The problem — Tally the lines in the material below that contain the string "shirt". Reply with the number alone.

Material for the task —
◇ ◇ ◇ ◇ ◇ ◇ ◇

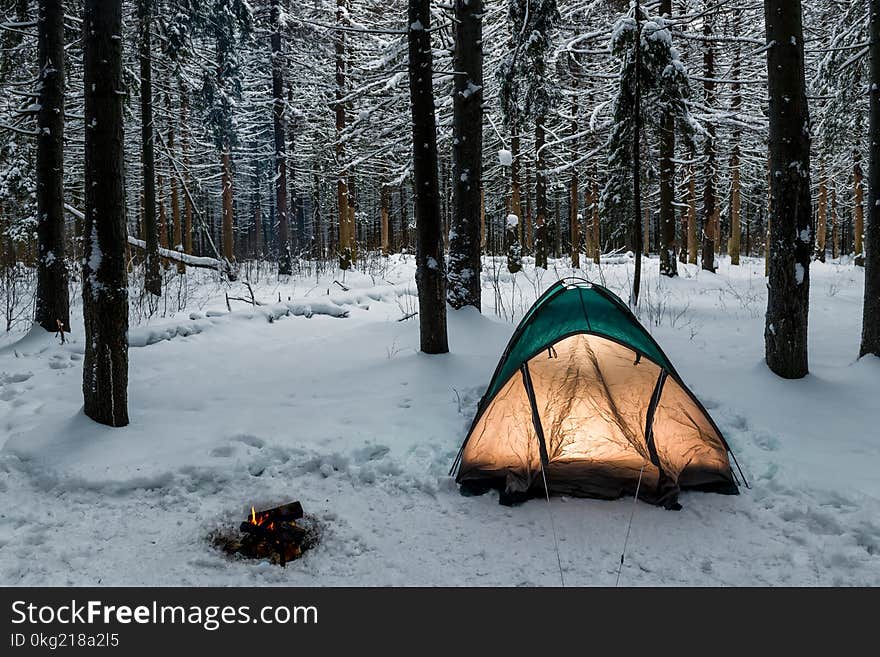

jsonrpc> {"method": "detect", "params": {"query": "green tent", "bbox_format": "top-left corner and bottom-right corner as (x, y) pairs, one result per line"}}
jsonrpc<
(452, 279), (744, 508)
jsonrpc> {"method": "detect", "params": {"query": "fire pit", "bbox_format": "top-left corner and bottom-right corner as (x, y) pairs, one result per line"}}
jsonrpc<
(211, 502), (320, 566)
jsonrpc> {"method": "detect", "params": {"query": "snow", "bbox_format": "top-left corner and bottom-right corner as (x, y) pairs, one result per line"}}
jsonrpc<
(0, 256), (880, 586)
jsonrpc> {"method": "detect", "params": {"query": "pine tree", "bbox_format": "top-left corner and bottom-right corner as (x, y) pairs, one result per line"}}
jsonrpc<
(446, 0), (483, 309)
(601, 3), (691, 304)
(407, 0), (449, 354)
(498, 0), (559, 268)
(137, 0), (162, 297)
(83, 0), (128, 427)
(859, 0), (880, 357)
(764, 0), (812, 379)
(35, 0), (70, 332)
(271, 0), (292, 275)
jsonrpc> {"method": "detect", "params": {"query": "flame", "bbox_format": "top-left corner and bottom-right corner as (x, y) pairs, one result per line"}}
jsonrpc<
(248, 507), (275, 531)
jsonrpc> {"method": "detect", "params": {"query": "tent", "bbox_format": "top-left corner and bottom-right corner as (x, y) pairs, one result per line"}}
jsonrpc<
(450, 279), (745, 508)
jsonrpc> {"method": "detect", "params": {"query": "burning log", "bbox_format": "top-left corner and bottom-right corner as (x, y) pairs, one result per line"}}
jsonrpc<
(213, 502), (319, 566)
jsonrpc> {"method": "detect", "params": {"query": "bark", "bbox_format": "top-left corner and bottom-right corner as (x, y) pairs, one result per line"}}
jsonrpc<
(764, 0), (812, 379)
(480, 181), (486, 252)
(510, 132), (524, 232)
(687, 158), (697, 265)
(138, 0), (162, 296)
(180, 85), (193, 254)
(156, 173), (170, 250)
(590, 177), (602, 265)
(727, 34), (742, 265)
(220, 147), (235, 265)
(520, 162), (535, 253)
(658, 0), (678, 276)
(816, 163), (828, 262)
(407, 0), (449, 354)
(334, 0), (352, 270)
(83, 0), (128, 427)
(270, 0), (293, 276)
(831, 185), (840, 260)
(702, 16), (718, 272)
(630, 2), (642, 307)
(526, 116), (548, 269)
(853, 148), (865, 267)
(165, 87), (186, 274)
(859, 0), (880, 357)
(379, 183), (391, 255)
(446, 0), (483, 310)
(35, 0), (70, 332)
(568, 94), (581, 267)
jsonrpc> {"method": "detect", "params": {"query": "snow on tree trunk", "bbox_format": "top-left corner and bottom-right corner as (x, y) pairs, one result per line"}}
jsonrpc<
(764, 0), (812, 379)
(333, 0), (353, 270)
(35, 0), (70, 332)
(859, 0), (880, 356)
(83, 0), (128, 427)
(702, 14), (718, 272)
(138, 0), (162, 297)
(446, 0), (483, 309)
(658, 0), (678, 276)
(527, 115), (548, 269)
(271, 0), (292, 276)
(407, 0), (449, 354)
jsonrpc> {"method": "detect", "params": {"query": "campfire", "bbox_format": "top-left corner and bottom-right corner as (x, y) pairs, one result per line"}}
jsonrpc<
(212, 502), (319, 566)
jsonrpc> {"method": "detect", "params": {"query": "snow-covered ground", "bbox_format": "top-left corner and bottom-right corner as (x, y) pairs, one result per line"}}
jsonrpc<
(0, 256), (880, 586)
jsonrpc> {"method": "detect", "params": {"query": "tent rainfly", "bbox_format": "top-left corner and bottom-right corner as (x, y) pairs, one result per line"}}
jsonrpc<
(450, 279), (748, 509)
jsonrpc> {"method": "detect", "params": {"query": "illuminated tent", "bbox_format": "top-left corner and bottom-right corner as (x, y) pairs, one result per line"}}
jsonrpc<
(452, 279), (741, 508)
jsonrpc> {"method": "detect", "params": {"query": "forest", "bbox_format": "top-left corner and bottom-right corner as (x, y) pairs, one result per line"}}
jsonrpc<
(0, 0), (880, 585)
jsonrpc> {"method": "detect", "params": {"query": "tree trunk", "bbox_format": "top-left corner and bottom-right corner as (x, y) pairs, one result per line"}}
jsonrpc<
(727, 34), (742, 265)
(517, 162), (535, 253)
(853, 147), (870, 267)
(816, 162), (828, 262)
(831, 183), (840, 260)
(480, 181), (486, 253)
(35, 0), (70, 332)
(220, 151), (235, 265)
(83, 0), (128, 427)
(446, 0), (483, 310)
(334, 0), (352, 270)
(658, 0), (678, 276)
(630, 2), (642, 308)
(138, 0), (162, 296)
(859, 0), (880, 357)
(702, 16), (718, 272)
(568, 97), (581, 268)
(590, 177), (602, 265)
(271, 0), (293, 276)
(407, 0), (449, 354)
(379, 183), (391, 255)
(687, 158), (697, 265)
(165, 86), (186, 274)
(178, 85), (193, 254)
(764, 0), (812, 379)
(510, 132), (523, 230)
(526, 116), (548, 269)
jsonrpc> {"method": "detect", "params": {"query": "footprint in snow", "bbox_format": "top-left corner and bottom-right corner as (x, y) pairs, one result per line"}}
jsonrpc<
(752, 431), (779, 452)
(0, 372), (34, 386)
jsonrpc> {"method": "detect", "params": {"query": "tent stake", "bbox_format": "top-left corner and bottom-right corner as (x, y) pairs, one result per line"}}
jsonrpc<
(541, 463), (565, 588)
(614, 463), (645, 588)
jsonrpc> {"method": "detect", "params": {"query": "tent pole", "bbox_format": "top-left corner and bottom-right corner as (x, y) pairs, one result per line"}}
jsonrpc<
(541, 463), (564, 588)
(614, 463), (645, 588)
(520, 362), (565, 588)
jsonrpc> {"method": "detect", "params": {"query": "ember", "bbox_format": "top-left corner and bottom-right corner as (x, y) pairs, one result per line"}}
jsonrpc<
(213, 502), (318, 566)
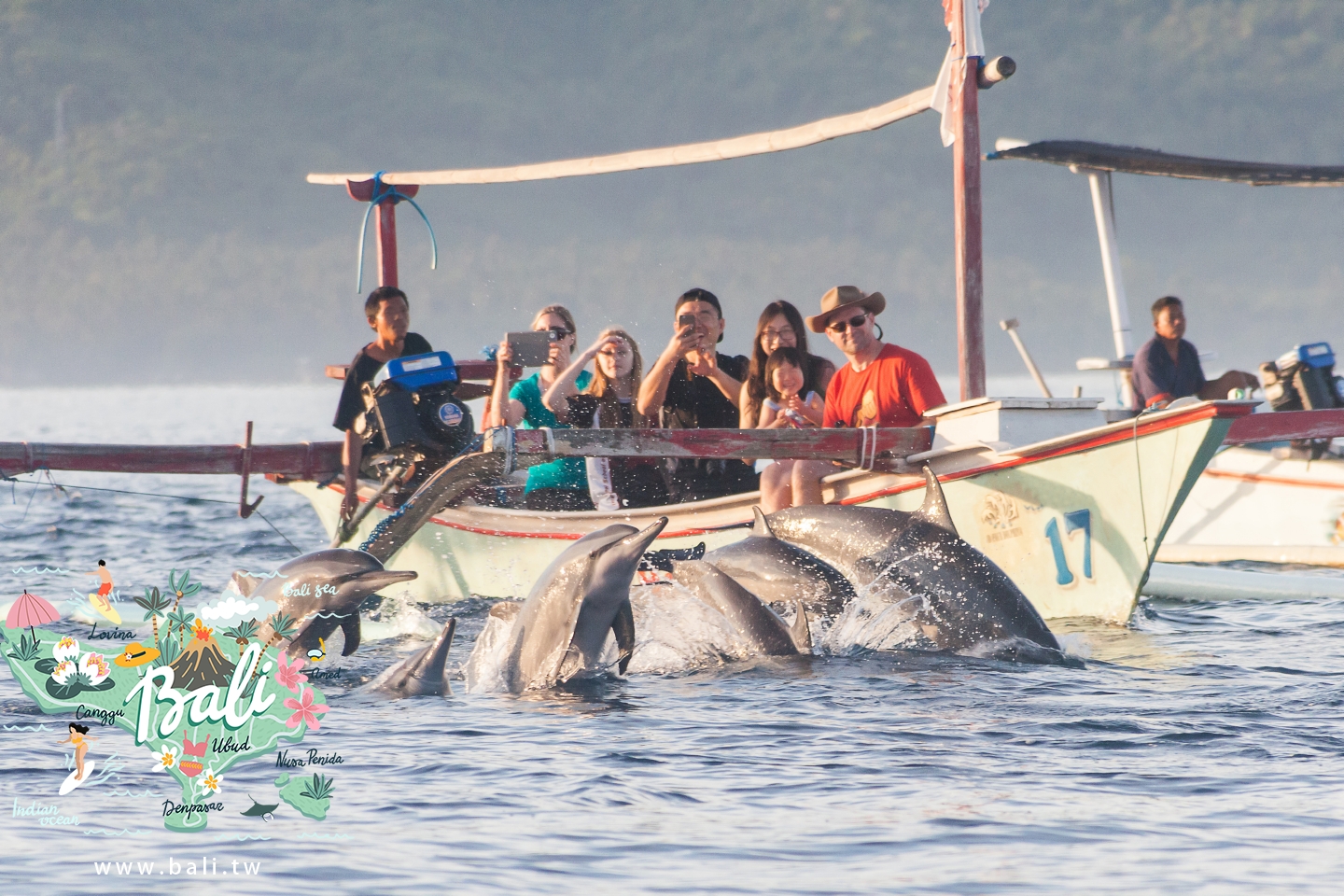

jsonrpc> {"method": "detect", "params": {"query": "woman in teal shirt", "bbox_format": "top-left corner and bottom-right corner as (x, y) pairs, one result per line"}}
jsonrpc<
(483, 305), (593, 511)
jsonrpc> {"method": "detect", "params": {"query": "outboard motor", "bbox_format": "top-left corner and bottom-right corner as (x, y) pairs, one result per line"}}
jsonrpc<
(355, 352), (476, 494)
(1261, 343), (1344, 461)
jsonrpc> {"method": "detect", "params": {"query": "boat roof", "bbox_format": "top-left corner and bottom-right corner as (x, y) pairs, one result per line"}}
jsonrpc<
(986, 140), (1344, 187)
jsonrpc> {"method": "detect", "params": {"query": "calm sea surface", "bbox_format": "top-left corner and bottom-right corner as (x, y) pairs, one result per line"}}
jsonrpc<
(0, 385), (1344, 893)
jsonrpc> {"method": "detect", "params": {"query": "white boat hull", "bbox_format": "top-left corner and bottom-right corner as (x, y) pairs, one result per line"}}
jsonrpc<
(293, 403), (1246, 622)
(1160, 447), (1344, 566)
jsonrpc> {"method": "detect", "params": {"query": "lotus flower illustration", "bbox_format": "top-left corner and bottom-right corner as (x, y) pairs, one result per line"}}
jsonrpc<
(79, 652), (112, 688)
(51, 636), (79, 663)
(149, 744), (177, 771)
(51, 660), (79, 685)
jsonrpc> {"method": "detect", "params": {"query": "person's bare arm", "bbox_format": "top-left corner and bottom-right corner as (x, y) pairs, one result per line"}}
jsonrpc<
(482, 342), (526, 430)
(541, 336), (617, 423)
(687, 348), (742, 407)
(636, 327), (697, 418)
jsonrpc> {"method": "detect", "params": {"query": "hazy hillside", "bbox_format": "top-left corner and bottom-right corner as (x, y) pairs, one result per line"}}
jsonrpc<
(0, 0), (1344, 385)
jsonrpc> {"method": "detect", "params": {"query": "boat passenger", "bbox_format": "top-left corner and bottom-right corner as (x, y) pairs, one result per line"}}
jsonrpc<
(482, 305), (593, 511)
(738, 301), (836, 430)
(761, 287), (946, 508)
(1131, 296), (1259, 411)
(637, 287), (758, 501)
(541, 327), (668, 511)
(332, 287), (434, 520)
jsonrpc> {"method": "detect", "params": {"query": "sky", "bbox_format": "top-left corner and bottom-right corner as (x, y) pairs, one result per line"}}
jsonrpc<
(0, 0), (1344, 385)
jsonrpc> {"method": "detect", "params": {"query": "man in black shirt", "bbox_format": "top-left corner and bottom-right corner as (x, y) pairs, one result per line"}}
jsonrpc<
(638, 288), (760, 501)
(332, 287), (434, 520)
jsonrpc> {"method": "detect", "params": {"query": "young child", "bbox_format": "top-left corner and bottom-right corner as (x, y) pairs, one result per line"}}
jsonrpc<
(757, 345), (825, 430)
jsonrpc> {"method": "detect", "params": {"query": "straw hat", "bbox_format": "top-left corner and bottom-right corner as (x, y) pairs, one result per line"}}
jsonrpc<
(806, 287), (887, 333)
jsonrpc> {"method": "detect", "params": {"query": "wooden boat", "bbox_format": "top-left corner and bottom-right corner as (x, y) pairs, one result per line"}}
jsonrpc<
(987, 140), (1344, 566)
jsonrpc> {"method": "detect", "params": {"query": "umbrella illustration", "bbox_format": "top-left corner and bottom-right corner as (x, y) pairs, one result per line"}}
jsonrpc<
(4, 588), (61, 637)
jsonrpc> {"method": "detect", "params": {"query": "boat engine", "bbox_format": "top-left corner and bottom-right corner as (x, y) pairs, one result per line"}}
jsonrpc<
(355, 352), (476, 494)
(1259, 343), (1344, 461)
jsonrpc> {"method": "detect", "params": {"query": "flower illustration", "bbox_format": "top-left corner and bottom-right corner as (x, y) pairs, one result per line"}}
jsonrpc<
(79, 652), (112, 686)
(285, 688), (328, 731)
(198, 768), (224, 795)
(149, 744), (177, 771)
(51, 660), (79, 685)
(51, 636), (79, 663)
(275, 651), (308, 698)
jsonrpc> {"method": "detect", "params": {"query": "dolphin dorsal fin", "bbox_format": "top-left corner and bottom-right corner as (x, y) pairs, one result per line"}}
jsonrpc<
(916, 464), (957, 535)
(789, 600), (812, 652)
(611, 600), (635, 676)
(751, 504), (774, 539)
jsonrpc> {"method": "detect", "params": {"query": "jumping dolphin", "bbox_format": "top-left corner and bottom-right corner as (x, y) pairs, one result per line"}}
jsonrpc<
(770, 466), (1060, 652)
(370, 620), (457, 697)
(705, 508), (853, 617)
(492, 517), (668, 693)
(672, 560), (812, 657)
(232, 548), (415, 658)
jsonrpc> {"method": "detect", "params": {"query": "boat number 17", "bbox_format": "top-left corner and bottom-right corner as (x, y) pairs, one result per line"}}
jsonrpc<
(1045, 509), (1091, 584)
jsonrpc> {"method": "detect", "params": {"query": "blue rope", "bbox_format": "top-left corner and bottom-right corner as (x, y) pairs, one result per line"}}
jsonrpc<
(355, 171), (438, 294)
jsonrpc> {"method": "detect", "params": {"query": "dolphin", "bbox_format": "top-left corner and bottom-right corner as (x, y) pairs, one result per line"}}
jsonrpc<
(370, 620), (457, 697)
(769, 466), (1062, 658)
(705, 508), (855, 617)
(672, 560), (812, 657)
(232, 548), (416, 658)
(491, 517), (668, 693)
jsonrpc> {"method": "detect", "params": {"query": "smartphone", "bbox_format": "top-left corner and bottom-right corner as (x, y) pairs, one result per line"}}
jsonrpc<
(504, 330), (551, 367)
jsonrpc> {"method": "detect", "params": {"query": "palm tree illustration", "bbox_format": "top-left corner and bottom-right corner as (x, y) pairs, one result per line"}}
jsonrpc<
(168, 569), (201, 609)
(220, 620), (257, 655)
(168, 605), (196, 651)
(135, 588), (168, 648)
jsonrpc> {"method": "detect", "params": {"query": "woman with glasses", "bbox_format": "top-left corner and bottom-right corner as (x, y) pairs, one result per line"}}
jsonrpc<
(738, 301), (836, 430)
(541, 327), (668, 511)
(761, 287), (947, 508)
(482, 305), (593, 511)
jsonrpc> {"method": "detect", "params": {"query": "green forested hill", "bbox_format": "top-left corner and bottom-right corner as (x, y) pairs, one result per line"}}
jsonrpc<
(0, 0), (1344, 385)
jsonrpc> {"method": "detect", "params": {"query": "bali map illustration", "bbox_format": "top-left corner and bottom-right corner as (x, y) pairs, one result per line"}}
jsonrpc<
(0, 564), (335, 832)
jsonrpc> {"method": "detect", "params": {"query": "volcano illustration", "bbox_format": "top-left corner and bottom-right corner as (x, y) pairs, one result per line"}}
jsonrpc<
(169, 620), (235, 691)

◇ ◇ ◇ ◇ ◇ ◇ ◇

Reply — 2